▸ Exercise
Please render the stretch from the line containing "Note: for every instance of the yellow" through the end of the rows below as a JSON list of strings, one string per line, leaving out blank lines and everything else.

▸ Dataset records
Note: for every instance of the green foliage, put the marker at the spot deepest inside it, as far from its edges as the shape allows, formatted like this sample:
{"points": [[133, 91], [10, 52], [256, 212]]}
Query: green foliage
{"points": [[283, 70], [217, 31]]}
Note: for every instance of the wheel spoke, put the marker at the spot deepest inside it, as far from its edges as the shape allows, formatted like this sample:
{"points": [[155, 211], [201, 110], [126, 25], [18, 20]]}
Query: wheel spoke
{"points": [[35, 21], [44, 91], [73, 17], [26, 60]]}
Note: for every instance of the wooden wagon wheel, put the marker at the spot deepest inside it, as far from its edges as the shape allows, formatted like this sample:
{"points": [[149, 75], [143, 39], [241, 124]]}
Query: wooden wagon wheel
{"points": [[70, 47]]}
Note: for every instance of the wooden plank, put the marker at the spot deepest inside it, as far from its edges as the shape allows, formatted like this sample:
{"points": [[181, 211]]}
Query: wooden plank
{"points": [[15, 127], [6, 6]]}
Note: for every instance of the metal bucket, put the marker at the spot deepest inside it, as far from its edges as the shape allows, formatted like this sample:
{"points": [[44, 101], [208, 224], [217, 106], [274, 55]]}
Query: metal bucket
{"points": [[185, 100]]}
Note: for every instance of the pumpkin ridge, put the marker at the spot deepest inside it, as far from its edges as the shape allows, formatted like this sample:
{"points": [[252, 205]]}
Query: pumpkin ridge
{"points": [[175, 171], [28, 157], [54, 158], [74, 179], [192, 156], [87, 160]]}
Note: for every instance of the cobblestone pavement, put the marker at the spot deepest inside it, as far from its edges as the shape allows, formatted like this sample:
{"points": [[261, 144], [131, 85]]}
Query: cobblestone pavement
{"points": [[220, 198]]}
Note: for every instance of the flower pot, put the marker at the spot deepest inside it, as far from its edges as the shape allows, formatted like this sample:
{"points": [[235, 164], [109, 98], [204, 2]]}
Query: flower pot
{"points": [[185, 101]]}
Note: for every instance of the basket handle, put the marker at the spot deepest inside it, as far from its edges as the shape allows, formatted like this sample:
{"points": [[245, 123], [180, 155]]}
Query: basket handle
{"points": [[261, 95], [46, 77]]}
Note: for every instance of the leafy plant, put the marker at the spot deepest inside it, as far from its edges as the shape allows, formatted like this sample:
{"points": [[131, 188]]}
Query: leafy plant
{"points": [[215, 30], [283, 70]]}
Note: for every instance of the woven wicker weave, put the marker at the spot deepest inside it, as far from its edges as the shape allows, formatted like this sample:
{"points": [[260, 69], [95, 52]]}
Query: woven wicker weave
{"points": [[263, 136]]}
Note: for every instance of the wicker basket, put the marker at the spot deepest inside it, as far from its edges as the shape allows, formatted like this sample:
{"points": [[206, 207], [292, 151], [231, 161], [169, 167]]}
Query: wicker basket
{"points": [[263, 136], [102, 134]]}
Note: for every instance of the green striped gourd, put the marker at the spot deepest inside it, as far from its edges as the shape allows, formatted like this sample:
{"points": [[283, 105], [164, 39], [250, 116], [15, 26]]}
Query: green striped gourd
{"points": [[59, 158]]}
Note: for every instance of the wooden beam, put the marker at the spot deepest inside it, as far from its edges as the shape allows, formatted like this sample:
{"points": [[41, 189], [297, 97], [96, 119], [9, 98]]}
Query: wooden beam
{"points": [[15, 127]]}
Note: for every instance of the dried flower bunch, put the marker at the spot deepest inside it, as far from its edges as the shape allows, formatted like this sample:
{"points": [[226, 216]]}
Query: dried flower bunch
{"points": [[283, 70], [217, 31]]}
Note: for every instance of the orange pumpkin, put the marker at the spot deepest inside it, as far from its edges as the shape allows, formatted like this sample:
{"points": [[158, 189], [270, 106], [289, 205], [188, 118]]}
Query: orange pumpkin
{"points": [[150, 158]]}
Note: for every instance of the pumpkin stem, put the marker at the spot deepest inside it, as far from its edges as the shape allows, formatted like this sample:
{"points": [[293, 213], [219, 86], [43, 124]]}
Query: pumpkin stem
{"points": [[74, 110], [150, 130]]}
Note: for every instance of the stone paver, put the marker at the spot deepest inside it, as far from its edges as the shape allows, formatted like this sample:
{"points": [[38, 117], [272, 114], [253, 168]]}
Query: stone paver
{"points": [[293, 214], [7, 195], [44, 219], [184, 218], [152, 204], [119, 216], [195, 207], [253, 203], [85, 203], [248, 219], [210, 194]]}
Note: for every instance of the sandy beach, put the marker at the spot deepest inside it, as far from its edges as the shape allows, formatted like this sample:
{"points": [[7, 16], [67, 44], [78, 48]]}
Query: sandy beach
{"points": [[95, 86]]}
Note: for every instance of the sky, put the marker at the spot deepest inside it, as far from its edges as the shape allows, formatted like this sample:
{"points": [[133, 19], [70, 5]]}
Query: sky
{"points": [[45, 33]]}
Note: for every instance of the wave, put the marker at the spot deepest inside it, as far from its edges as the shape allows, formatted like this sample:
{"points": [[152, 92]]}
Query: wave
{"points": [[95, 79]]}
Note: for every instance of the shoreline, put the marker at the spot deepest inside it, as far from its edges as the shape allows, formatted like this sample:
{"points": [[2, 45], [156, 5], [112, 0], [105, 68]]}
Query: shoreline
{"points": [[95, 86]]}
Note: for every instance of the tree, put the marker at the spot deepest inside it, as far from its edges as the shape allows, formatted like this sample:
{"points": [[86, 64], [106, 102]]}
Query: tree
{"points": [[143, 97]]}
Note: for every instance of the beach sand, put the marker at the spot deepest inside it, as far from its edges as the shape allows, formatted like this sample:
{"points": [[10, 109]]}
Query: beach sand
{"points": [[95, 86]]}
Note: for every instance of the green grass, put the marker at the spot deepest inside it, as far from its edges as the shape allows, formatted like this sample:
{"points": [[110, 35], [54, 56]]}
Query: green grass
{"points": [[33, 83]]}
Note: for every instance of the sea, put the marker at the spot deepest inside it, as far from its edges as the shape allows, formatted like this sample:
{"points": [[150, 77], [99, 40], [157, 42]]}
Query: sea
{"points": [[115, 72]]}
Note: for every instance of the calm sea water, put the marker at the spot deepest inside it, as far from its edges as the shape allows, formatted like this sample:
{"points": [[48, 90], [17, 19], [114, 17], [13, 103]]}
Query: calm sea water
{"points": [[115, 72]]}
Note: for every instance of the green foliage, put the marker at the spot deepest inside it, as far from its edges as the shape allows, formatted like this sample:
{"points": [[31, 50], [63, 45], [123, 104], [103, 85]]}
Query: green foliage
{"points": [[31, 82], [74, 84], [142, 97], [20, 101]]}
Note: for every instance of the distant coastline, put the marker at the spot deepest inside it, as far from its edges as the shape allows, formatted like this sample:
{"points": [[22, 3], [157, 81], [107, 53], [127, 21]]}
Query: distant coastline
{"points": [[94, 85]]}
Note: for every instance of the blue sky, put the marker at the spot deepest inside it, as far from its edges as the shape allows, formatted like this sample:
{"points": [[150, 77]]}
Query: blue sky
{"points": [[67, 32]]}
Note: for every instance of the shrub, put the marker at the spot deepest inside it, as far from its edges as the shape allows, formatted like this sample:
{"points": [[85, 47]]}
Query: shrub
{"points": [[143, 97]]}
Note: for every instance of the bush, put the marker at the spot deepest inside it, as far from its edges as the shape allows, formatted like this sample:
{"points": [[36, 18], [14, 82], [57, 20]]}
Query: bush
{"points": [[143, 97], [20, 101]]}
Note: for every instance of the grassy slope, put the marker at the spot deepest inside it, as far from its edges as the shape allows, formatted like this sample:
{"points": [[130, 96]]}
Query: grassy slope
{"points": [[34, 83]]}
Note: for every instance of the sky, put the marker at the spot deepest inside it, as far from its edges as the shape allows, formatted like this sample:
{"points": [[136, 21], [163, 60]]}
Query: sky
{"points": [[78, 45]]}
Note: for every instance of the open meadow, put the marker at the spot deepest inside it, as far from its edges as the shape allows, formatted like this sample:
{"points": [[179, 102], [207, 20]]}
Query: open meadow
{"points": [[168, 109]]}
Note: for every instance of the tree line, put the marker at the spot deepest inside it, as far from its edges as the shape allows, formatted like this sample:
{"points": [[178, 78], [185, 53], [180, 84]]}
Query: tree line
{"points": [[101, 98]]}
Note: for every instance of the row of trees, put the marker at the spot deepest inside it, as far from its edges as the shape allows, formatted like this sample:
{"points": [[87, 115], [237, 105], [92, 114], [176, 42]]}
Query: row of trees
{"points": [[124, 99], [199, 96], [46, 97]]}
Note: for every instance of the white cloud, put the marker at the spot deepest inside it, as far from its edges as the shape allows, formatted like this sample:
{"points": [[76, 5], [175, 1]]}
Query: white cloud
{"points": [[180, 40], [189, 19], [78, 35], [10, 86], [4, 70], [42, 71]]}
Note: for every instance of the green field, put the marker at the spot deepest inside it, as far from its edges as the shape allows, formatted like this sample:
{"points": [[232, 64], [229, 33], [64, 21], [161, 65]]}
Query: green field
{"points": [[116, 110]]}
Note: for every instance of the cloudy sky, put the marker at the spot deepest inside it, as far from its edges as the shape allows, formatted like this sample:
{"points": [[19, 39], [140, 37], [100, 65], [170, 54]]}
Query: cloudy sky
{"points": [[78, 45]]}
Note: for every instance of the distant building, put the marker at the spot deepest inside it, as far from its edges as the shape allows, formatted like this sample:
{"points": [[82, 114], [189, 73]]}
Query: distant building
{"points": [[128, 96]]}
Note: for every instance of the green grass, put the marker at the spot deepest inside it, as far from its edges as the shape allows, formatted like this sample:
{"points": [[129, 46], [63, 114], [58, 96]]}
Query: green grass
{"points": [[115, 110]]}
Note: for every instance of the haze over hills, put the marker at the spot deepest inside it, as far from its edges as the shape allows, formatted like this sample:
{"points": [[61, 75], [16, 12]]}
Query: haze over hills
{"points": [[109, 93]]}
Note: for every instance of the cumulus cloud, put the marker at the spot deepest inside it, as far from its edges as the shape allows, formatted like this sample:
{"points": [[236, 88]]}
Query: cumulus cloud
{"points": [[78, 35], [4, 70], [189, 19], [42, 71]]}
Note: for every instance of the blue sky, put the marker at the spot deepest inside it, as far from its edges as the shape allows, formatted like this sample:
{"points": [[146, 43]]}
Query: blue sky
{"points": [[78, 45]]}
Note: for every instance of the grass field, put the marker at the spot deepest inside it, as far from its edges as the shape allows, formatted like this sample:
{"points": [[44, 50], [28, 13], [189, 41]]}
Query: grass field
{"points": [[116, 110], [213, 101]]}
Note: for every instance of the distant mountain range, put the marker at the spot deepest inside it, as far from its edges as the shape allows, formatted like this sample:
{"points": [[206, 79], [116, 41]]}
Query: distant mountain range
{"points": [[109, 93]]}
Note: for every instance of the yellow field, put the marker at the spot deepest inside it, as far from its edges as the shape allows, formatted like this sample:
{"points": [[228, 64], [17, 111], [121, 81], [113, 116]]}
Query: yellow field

▸ Final answer
[
  "Note: for every instance of the yellow field, put the marker at the spot deepest inside it, as far from its edges as the shape allows, formatted like this sample:",
  "{\"points\": [[228, 64], [17, 111], [121, 81], [113, 116]]}",
  "Query: yellow field"
]